TEXTO ELEGIDO:
***

En este panorama, al abogado Sergio Vodanovic Pistelli (1926-2001) le cupo un lugar casi emblemático, porque fue uno de los que mantuvo por más de 20 años de producción una constante línea temática. Sus creaciones se enmarcan habitualmente en un realismo que consigue un equilibrio entre los aspectos sociales y los individuales. Sus personajes poseen un sello muy definido en relación al comportamiento cotidiano, son homologables a la “vida real” y sus personalidades son fácilmente identificables. En este sentido, poseen el perfil característico del realismo sicológico.
Es posible que El senador no es honorable, estrenada en 1952, anticipara ya casi todos los asuntos que desarrollaría en su obra posterior. Solamente el título anuncia el afán crítico respecto de los representantes de la sociedad que aquí se aluden. Su argumento gira en torno a un joven abogado que debe reemplazar a su padre en la carrera política al momento de fallecer aquel. Al poco tiempo, el protagonista descubre que el senador no era ese hombre intachable y limpio que el resto suponía, sino alguien que utilizaba su cargo público para actividades sociales y económicas inescrupulosas.

***

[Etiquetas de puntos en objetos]
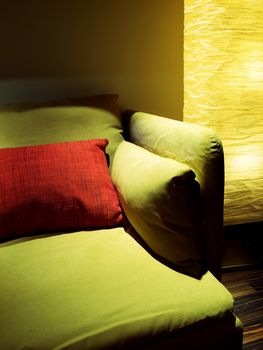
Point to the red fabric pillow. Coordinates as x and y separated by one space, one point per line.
56 187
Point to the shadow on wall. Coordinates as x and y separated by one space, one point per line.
134 48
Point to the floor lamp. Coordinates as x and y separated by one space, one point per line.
223 89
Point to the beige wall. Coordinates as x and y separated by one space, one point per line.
52 48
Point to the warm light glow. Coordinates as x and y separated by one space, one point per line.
223 87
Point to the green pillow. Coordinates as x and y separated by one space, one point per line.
162 201
73 119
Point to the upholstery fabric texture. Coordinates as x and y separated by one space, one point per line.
98 290
56 187
61 121
161 199
200 148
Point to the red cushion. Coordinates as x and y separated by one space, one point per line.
64 186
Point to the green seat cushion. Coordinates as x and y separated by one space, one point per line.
96 289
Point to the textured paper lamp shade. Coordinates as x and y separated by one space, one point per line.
223 89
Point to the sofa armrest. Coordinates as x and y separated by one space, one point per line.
201 149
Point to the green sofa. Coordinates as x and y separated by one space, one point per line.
151 282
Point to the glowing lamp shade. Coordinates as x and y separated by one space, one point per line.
223 89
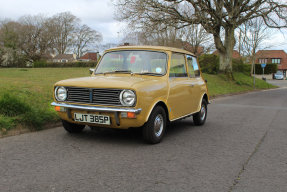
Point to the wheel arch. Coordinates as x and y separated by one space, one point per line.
163 105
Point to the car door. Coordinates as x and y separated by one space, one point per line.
179 82
195 82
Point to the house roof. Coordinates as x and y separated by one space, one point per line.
235 54
64 56
90 56
271 54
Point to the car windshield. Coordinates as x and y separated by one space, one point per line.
141 62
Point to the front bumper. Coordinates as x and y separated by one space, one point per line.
115 111
94 108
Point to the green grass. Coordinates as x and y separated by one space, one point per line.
219 85
26 94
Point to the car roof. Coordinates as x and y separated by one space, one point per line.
154 48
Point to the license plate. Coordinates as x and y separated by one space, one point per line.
92 118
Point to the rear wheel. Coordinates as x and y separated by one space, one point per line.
154 128
200 117
72 128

***

Según el texto sobre Sergio Vodanovic, ¿en qué año se estrenó «El senador no es honorable»? No hace falta usar las entradas.

En 1952.